Activity — Using the records below, filter out every line that lacks "skull" and copy the rest.

Data supplied Block Start

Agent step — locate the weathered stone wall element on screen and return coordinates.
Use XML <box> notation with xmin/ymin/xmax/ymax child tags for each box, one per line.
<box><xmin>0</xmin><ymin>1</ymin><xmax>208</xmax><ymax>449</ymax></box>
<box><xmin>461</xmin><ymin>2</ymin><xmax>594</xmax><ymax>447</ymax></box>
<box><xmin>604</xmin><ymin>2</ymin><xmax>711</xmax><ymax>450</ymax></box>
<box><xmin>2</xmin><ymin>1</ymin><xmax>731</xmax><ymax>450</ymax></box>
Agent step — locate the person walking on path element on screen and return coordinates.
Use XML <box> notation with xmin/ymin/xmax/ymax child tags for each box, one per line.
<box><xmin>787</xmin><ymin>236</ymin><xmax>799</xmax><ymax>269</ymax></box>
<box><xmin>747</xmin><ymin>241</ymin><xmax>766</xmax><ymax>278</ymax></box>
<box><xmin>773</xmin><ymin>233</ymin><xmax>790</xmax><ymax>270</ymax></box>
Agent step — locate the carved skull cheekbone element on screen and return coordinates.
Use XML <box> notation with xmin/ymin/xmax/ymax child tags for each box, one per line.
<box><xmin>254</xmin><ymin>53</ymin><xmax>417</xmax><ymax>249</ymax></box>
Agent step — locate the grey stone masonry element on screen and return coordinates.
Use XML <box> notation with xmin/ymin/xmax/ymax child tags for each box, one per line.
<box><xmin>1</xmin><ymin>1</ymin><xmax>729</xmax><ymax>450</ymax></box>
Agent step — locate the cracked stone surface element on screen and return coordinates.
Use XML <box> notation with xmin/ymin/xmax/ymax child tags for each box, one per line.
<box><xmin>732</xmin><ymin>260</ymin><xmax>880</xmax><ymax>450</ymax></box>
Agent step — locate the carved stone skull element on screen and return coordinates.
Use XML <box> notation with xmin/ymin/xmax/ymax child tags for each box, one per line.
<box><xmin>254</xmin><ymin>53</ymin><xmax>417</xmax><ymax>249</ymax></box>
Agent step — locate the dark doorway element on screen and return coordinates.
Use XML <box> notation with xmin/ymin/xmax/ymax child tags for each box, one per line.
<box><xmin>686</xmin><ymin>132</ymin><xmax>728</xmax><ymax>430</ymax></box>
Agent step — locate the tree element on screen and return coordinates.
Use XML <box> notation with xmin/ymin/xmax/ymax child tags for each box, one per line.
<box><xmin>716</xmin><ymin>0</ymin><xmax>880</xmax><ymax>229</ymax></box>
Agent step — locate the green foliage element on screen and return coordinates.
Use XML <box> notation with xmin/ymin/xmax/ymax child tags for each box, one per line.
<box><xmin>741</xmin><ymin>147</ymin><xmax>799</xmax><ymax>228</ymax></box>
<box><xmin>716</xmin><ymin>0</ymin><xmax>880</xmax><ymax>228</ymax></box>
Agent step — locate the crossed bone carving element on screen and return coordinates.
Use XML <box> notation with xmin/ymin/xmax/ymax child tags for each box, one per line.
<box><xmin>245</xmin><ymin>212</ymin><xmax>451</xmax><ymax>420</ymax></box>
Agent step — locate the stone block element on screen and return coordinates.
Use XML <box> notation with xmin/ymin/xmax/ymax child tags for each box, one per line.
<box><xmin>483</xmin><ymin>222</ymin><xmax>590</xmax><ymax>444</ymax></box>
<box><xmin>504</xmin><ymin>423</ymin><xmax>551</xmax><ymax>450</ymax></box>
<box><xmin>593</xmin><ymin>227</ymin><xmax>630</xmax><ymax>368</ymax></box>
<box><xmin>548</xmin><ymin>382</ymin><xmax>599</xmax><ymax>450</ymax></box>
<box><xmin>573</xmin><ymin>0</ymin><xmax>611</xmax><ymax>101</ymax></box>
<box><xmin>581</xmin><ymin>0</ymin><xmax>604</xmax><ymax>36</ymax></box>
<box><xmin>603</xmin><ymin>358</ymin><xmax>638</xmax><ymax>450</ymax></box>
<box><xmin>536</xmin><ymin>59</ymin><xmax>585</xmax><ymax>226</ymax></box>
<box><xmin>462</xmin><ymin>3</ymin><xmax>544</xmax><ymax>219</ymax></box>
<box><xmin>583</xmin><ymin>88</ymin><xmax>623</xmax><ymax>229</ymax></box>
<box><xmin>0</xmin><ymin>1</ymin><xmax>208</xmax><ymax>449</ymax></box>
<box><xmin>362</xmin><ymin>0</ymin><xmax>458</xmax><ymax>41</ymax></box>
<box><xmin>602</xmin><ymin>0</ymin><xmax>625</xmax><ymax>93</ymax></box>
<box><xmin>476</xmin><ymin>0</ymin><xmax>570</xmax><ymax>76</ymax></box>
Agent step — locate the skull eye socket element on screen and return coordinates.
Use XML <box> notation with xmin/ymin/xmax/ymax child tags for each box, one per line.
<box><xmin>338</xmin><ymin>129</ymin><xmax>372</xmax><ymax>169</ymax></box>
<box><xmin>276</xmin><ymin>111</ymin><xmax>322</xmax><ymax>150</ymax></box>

Data supplied Block End

Solution to this task —
Agent step — locate the carved skull cheekbone element on screen and return coordinates.
Agent step — locate the carved stone skull element on screen and return coordinates.
Agent step — locate the skull eye socket element on screen and return coordinates.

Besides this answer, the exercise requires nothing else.